=== Extract to read ===
##########
The polymerization of actin filaments requires numerous factors, however the fundamental unit is ATP-bound G-actin. The first step in actin polymerization is known as ‘nucleation’. This step sees the formation of an actin nucleus, which is essentially a complex of three actin monomers, from which an actin filament may elongate. Although non-muscle cells have a high concentration of G-actin-ATP (~100 μM) [1], pure G-actin monomers fail to nucleate new actin filaments efficiently due to the instability of actin oligomers. Additional factors are therefore required and although the exact mechanisms behind filament nucleation remain to be clearly defined, two models, each involving distinct mechanisms and proteins have been proposed. Importantly, these mechanisms are not mutually exclusive and it maybe be the case that nucleation of actin filaments results from a combination of both mechanisms [2].

In the first model, known as the ‘tip nucleation model’, members of the formin family of proteins cluster at the plasma membrane and initiate the nucleation of actin filaments. Formin subsequently mediates filament extension with the structural integrity of the filament bundles maintained by fascin cross-linking [2]. The alternative model is known as the “convergent elongation model”. In this model, the Arp2/3 complex, which is more commonly associated with lamellipodia formation but has been found to be critical for filopodia initiation [3], plays a role. Here, Arp2/3 complex nucleated branches continually develop from the actin filament network located at the leading edge of the lamellipodia. These filaments are proposed to gradually converge, forming a bundle that is secured by facsin cross-linking.
##########
Data entries
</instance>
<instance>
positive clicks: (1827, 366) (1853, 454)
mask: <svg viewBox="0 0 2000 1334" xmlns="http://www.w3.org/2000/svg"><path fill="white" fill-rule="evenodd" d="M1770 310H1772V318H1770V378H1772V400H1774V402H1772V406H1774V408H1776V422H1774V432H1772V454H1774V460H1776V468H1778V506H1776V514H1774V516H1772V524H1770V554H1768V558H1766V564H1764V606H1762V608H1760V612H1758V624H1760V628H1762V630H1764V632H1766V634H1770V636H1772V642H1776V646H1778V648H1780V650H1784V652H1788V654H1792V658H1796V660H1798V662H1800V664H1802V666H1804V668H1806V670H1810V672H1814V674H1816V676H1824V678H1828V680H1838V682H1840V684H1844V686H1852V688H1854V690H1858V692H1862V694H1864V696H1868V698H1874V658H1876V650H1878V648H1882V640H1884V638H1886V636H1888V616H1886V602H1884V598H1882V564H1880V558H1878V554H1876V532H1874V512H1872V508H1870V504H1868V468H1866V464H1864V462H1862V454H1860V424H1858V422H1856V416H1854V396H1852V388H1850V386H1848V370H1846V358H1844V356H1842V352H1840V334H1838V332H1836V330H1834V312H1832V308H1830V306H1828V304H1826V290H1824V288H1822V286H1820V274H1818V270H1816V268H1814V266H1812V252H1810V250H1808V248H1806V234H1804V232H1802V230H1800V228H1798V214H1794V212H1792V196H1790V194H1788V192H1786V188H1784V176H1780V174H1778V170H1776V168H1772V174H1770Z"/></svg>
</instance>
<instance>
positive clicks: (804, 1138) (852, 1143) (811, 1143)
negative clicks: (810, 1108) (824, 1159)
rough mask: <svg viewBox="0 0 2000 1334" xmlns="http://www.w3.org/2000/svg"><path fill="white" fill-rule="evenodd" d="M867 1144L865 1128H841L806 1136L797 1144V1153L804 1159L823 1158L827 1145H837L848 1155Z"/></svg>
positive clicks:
##########
=== Problems to solve ===
**1)** Translate into Spanish this sentence from the passage on actin nucleation: "This step sees the formation of an actin nucleus, which is essentially a complex of three actin monomers, from which an actin filament may elongate."
**2)** Recast as a bulleted list the paragraph of the passage on actin nucleation that begins "The polymerization of actin filaments requires numerous factors", keeping its main facts.
**3)** Using the passage on actin nucleation, state whether each statement agrees with it. Answer yes or no, and quote the deciding words.
(a) In the tip nucleation model, formin proteins cluster at the plasma membrane.
(b) The Arp2/3 complex has been found to be unimportant for filopodia initiation.
(c) Pure G-actin monomers nucleate new actin filaments efficiently.
The listing plays no part in what is asked here.

=== Answers to the exercise ===
**1)** Este paso consiste en la formación de un núcleo de actina, que es esencialmente un complejo de tres monómeros de actina, a partir del cual puede elongarse un filamento de actina.

**2)**
- Actin filament polymerization requires numerous factors, but its fundamental unit is ATP-bound G-actin.
- The first step is nucleation: an actin nucleus forms, essentially a complex of three actin monomers, and an actin filament may elongate from it.
- Non-muscle cells have a high concentration of G-actin-ATP (~100 μM). Even so, pure G-actin monomers fail to nucleate new filaments efficiently because actin oligomers are unstable.
- Additional factors are therefore required. The exact mechanisms of nucleation remain to be clearly defined.
- Two models have been proposed, each involving distinct mechanisms and proteins.
- The mechanisms are not mutually exclusive, and nucleation may result from a combination of both.

**3)**
(a) Yes: "members of the formin family of proteins cluster at the plasma membrane and initiate the nucleation of actin filaments"
(b) No: "has been found to be critical for filopodia initiation"
(c) No: "pure G-actin monomers fail to nucleate new actin filaments efficiently due to the instability of actin oligomers"